** begin **

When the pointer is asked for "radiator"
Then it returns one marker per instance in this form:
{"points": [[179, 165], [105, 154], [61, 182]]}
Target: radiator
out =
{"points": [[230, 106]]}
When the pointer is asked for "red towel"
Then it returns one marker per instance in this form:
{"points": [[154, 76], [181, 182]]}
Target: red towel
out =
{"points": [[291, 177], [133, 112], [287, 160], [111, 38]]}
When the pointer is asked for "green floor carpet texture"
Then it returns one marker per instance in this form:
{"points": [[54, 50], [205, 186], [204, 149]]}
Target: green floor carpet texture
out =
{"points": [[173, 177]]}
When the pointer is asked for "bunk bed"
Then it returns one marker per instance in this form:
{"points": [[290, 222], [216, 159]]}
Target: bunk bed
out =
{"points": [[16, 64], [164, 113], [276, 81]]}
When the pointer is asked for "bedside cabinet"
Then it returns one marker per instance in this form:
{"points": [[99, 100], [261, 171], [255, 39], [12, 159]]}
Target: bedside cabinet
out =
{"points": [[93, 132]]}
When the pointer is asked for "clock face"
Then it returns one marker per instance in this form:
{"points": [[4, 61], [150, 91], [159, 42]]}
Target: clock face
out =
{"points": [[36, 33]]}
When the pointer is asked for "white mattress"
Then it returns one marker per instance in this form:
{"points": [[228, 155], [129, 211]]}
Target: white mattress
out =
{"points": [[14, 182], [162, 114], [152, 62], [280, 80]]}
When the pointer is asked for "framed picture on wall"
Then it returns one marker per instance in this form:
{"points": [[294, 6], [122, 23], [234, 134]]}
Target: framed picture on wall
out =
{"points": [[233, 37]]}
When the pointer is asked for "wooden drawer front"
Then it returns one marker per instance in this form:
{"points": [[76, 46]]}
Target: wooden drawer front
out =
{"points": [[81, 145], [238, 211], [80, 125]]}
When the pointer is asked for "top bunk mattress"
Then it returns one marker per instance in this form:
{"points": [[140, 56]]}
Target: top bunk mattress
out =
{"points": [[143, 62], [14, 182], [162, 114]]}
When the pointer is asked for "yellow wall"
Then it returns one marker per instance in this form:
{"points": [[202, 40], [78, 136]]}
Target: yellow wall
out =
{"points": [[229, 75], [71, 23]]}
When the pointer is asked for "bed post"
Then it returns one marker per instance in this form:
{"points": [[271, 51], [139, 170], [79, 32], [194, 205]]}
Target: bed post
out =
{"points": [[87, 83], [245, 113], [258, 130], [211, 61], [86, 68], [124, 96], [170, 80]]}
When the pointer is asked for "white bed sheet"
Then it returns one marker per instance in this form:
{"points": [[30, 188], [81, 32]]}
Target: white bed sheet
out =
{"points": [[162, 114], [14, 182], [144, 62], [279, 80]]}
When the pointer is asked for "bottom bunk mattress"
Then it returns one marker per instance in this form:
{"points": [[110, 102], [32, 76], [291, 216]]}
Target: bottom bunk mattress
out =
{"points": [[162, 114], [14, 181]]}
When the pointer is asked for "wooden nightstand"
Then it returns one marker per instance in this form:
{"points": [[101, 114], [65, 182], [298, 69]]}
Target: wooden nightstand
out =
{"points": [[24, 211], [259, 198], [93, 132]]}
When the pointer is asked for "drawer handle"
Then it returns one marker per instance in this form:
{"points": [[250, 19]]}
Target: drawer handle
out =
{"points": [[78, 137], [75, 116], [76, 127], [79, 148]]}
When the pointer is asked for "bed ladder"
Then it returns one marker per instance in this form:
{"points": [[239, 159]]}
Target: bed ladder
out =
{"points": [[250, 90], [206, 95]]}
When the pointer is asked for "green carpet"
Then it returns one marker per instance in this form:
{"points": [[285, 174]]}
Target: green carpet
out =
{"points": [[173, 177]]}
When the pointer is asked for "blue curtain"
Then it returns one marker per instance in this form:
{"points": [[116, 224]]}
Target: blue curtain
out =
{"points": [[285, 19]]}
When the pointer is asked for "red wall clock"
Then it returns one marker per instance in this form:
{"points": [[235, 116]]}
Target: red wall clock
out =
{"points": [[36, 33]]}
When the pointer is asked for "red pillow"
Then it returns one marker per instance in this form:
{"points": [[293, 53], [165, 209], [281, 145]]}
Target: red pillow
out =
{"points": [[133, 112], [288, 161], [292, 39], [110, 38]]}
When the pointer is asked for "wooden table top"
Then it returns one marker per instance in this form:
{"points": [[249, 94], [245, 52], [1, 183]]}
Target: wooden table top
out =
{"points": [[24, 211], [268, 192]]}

** end **

WRITTEN REQUEST: Give all the entries again exactly; leave none out.

REPLY:
When the pointer is asked for "radiator"
Then it returns one marker per instance in this form:
{"points": [[179, 165], [105, 154], [61, 182]]}
Target: radiator
out =
{"points": [[230, 106]]}
When the pointer is asked for "red towel"
Then it returns one marker per instance in this form:
{"points": [[154, 76], [181, 182]]}
Target: red towel
out =
{"points": [[291, 177], [133, 112], [287, 160], [111, 38]]}
When the pointer is asked for "green floor carpet texture"
Then it returns one marker per instance in this form:
{"points": [[54, 50], [205, 186], [204, 149]]}
Target: green floor carpet texture
out =
{"points": [[173, 177]]}
When the pointer is asked for "bunk bed"
Then it returns one marker per instance in this form:
{"points": [[290, 222], [216, 159]]}
Target: bunk bed
out =
{"points": [[16, 64], [164, 113], [276, 81]]}
When the pointer is asked for "bedside cabinet"
Then it returns one marker per instance in this form:
{"points": [[99, 100], [261, 171], [255, 39], [12, 159]]}
Target: bedside cabinet
out =
{"points": [[93, 132]]}
When the pointer is asked for "clock face"
Then it returns one marker per instance in this form:
{"points": [[4, 61], [150, 91], [159, 42]]}
Target: clock face
out =
{"points": [[36, 33]]}
When the pointer is asked for "white mattress"
Then it returns one marker per instance in this form:
{"points": [[228, 155], [129, 211]]}
Target: white mattress
out =
{"points": [[14, 182], [162, 114], [152, 62], [280, 80]]}
When the pointer is asked for "framed picture on wall"
Then it returns one marker per instance in this form:
{"points": [[294, 6], [122, 23], [234, 134]]}
Target: framed picture on wall
out =
{"points": [[233, 37]]}
When the pointer is asked for "wooden drawer front"
Then it returns one marker per instance in this form:
{"points": [[76, 46]]}
Target: wooden drawer front
out =
{"points": [[81, 145], [238, 211], [80, 125]]}
When the pointer is asked for "top bunk mattress"
Then it returns one marker per instance in this form:
{"points": [[140, 56]]}
Target: top bunk mattress
out =
{"points": [[143, 62], [14, 182], [162, 114]]}
When the pointer is asked for "yellow wall"
Then it returns one marker per instance in this form:
{"points": [[202, 40], [78, 136]]}
Target: yellow wall
out =
{"points": [[229, 75], [71, 23]]}
When the pointer is asked for "bed post"
Then it returns one marker per instance in this form:
{"points": [[271, 51], [139, 170], [79, 32], [194, 205]]}
Target: bed post
out =
{"points": [[87, 83], [245, 113], [258, 130], [211, 61], [86, 68], [124, 96], [170, 80]]}
When the pointer is asked for "white bed sheet"
Then it returns one marker per instance in this form:
{"points": [[30, 188], [81, 32]]}
Target: white bed sheet
out =
{"points": [[162, 114], [14, 182], [144, 62], [279, 80]]}
When the pointer is asked for "bottom bunk mattress"
Then it returns one marker per instance in this form:
{"points": [[110, 102], [32, 76], [291, 216]]}
Target: bottom bunk mattress
out =
{"points": [[162, 114], [14, 181]]}
When the pointer is asked for "wooden nightstand"
Then it returns one marker per instance in this form:
{"points": [[101, 114], [65, 182], [298, 69]]}
Target: wooden nightstand
out =
{"points": [[24, 211], [259, 198], [93, 132]]}
When the pointer is asked for "drawer handle"
Then it returns one marker per instance in this form:
{"points": [[250, 19]]}
Target: drawer handle
out =
{"points": [[78, 137], [75, 116], [76, 127], [79, 148]]}
When the pointer is asked for "bed ladder"
Then it returns one marker per instance in this form:
{"points": [[239, 159]]}
Target: bed ladder
out =
{"points": [[250, 90], [206, 95]]}
When the pointer is asked for "green carpet"
Then it returns one marker per instance in this form:
{"points": [[285, 174]]}
Target: green carpet
out =
{"points": [[173, 177]]}
When the pointer is asked for "blue curtain"
Then it returns one marker per instance in this form:
{"points": [[116, 224]]}
Target: blue curtain
out =
{"points": [[285, 19]]}
When the pointer is asked for "red wall clock"
Then it returns one marker per instance in this form:
{"points": [[235, 116]]}
Target: red wall clock
out =
{"points": [[36, 33]]}
When the pointer is asked for "red pillow"
Then it returns one marker per instance in this form:
{"points": [[293, 53], [165, 209], [281, 145]]}
Target: red pillow
out =
{"points": [[133, 112], [288, 161], [292, 39], [110, 38]]}
When the pointer is asked for "wooden table top"
Then it returns one marker per instance in this form:
{"points": [[249, 94], [245, 52], [1, 183]]}
Target: wooden table top
out =
{"points": [[24, 211], [268, 192]]}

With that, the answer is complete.